§ Verständnis prüfen
1 > Geben Sie aus dem Text über die Stadt Darmstadt als Arbeitgeberin den Abschnitt wörtlich aus, beginnend bei „Bis Mitte 2014“ und endend bei „am 17.5.2015 zeigte.“.
2 > Prüfen Sie anhand des Textes über die Stadt Darmstadt als Arbeitgeberin, ob die folgenden Aussagen zutreffen. Antworten Sie jeweils mit Ja oder Nein, und zitieren Sie die entscheidenden Worte des Textes wörtlich.
(a) Bis Mitte 2014 enthielten die Stellenausschreibungen der Stadt den Hinweis auf die bevorzugte Einstellung schwerbehinderter Menschen.
(b) Die Regel zur bevorzugten Einstellung ist in der Integrationsvereinbarung zwischen Stadt und Personalrat festgelegt.
(c) Alle Eigenbetriebe haben ihre Ausschreibungstexte inzwischen angepasst.
3 > Führen Sie den Text über die Einstellung Schwerbehinderter bei der Stadt Darmstadt nach seinem letzten Satz weiter.

§ Textauszug
Die Stadt als Arbeitgeberin: Bestenauslese statt Integration?

Martina Hübscher-Paul

Schlechte Chancen für Schwerbehinderte auf eine Einstellung bei der Stadt Darmstadt und ihren Eigenbetrieben.

Bis Mitte 2014 haben sich die Stadt und ihre Eigenbetriebe in Bewerbungsverfahren nicht an die selbstgesetzten Regeln für Schwerbehinderte gehalten: Bei Stellenausschreibungen unterblieb der Hinweis, dass "schwerbehinderte Menschen bei entsprechender Eignung bevorzugt eingestellt werden". So ist es in der Integrationsvereinbarung zwischen Stadt und Personalrat festgelegt. Darauf wurden wir von einem Betroffenen hingewiesen, der darüber hinaus bei seinem Bewerbungsgespräch Fragwürdiges erlebt hatte. Bis heute haben nicht alle Eigenbetriebe ihre Ausschreibungstexte angepasst, wie ein Blick auf die Homepage der Stadt am 17.5.2015 zeigte.

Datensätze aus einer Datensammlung
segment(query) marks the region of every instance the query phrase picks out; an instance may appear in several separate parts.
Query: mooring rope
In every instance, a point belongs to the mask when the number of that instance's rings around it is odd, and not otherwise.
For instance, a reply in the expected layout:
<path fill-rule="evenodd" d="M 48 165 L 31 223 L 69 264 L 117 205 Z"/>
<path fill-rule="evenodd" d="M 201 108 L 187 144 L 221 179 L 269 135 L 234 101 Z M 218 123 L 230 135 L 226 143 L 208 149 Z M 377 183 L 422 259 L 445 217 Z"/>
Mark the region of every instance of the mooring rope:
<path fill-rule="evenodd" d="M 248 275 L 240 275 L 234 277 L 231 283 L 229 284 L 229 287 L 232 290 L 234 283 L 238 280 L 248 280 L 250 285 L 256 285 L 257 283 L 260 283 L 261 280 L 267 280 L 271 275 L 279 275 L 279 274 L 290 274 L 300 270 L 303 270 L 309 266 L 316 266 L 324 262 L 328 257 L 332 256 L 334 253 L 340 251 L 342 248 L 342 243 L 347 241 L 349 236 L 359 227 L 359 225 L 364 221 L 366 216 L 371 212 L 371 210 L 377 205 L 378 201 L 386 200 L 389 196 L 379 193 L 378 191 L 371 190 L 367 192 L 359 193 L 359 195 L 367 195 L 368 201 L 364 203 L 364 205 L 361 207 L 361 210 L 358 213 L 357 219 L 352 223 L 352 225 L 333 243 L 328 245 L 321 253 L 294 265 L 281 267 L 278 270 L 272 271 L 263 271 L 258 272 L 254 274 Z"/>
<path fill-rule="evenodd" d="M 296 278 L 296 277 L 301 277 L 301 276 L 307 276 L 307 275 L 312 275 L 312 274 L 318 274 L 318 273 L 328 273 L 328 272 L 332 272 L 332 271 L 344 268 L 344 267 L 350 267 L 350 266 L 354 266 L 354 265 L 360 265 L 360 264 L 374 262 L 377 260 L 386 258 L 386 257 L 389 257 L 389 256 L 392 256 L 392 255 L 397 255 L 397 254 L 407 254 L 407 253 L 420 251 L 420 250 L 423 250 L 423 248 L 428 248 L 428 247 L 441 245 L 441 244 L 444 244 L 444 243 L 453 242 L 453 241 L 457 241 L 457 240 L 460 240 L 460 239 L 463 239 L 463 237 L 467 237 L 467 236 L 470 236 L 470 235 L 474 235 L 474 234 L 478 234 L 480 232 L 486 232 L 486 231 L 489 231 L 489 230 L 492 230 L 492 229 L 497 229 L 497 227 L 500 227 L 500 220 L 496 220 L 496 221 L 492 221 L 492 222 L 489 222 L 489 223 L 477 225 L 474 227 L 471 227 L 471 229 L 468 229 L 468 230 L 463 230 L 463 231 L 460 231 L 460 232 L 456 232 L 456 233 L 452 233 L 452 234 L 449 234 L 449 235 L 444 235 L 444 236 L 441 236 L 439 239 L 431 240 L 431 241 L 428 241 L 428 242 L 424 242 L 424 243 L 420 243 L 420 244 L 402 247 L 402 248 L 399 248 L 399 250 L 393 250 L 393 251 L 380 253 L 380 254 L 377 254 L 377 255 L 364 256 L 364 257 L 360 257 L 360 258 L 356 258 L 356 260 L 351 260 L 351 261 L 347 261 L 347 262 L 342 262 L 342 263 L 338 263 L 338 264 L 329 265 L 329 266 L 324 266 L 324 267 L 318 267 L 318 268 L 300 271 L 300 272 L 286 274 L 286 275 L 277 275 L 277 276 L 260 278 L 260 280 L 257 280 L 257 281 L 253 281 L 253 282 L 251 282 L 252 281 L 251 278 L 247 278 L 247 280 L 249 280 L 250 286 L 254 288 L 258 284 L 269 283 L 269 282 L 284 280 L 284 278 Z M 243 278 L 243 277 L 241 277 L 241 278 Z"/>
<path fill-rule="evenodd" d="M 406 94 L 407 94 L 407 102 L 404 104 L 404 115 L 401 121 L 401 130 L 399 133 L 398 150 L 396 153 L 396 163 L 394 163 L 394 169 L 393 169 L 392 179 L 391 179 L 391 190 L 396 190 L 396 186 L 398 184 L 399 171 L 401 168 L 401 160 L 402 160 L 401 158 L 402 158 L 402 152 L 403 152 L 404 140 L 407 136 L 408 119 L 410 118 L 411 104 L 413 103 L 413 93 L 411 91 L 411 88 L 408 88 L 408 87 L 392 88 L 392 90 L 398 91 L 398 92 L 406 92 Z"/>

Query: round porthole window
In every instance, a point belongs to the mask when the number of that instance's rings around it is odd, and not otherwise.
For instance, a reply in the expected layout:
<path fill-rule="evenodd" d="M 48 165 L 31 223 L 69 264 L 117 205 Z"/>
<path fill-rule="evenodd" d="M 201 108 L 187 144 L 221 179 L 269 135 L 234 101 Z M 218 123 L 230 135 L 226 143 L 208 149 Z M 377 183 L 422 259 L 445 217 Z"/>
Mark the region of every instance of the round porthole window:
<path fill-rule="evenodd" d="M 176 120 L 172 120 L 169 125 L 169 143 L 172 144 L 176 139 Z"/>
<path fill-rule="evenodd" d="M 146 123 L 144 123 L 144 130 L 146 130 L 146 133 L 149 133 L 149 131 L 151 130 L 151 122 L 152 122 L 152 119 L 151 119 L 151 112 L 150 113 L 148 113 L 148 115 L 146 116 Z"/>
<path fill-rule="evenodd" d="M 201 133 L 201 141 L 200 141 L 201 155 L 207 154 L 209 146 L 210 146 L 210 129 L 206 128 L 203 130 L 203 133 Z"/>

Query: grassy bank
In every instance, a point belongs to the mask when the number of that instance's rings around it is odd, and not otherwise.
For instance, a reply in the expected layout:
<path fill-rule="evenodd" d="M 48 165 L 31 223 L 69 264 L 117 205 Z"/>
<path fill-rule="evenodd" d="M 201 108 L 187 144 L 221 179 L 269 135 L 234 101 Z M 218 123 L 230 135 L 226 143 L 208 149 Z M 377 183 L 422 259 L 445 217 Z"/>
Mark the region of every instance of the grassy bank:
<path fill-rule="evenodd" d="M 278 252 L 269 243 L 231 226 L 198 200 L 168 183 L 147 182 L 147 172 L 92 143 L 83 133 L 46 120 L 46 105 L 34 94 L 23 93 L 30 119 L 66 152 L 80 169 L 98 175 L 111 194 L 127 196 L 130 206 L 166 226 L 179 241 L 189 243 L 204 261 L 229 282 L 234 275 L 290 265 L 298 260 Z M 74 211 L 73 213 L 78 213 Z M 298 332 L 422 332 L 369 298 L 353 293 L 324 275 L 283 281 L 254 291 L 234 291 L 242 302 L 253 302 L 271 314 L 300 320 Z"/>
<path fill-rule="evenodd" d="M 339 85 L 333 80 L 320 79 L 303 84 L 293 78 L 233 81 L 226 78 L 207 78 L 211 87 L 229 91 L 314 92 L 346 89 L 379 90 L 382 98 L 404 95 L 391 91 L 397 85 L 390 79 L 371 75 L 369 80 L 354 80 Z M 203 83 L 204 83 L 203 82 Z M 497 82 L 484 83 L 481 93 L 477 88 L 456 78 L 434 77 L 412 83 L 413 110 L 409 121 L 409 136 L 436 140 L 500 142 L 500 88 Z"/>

§ Lösungen
1 >
Bis Mitte 2014 haben sich die Stadt und ihre Eigenbetriebe in Bewerbungsverfahren nicht an die selbstgesetzten Regeln für Schwerbehinderte gehalten: Bei Stellenausschreibungen unterblieb der Hinweis, dass "schwerbehinderte Menschen bei entsprechender Eignung bevorzugt eingestellt werden". So ist es in der Integrationsvereinbarung zwischen Stadt und Personalrat festgelegt. Darauf wurden wir von einem Betroffenen hingewiesen, der darüber hinaus bei seinem Bewerbungsgespräch Fragwürdiges erlebt hatte. Bis heute haben nicht alle Eigenbetriebe ihre Ausschreibungstexte angepasst, wie ein Blick auf die Homepage der Stadt am 17.5.2015 zeigte.

2 >
(a) Nein: „Bei Stellenausschreibungen unterblieb der Hinweis“
(b) Ja: „So ist es in der Integrationsvereinbarung zwischen Stadt und Personalrat festgelegt.“
(c) Nein: „Bis heute haben nicht alle Eigenbetriebe ihre Ausschreibungstexte angepasst“

3 >
Tatsächlich ist nach dem angewendeten Stellenbesetzungsverfahren eine bevorzugte Einstellung von Schwerbehinderten oder anderen gesellschaftlich benachteiligten Gruppen auch kaum möglich. Denn die Eignung wird mit einem formalen System mit etwa 150 Punkten ermittelt, und die Bevorzugung kommt nur bei exakt gleicher Punktezahl zum Tragen. Das passiert natürlich nur sehr selten. In seiner Antwort auf unsere kleine Anfrage bestätigte OB Partsch, dass die Auswahl ausschließlich nach Eignung, Befähigung und fachlicher Leistung im "System der Bestenauslese" erfolge. Er begründet dies mit dem Allgemeinen Gleichstellungsgesetz (AGG), demzufolge eine solche Bevorzugung als Diskriminierung verboten sei. Diese Begründung ist jedoch nicht stichhaltig, denn §5 dieses Gesetzes lässt ausdrücklich positive Maßnahmen zu.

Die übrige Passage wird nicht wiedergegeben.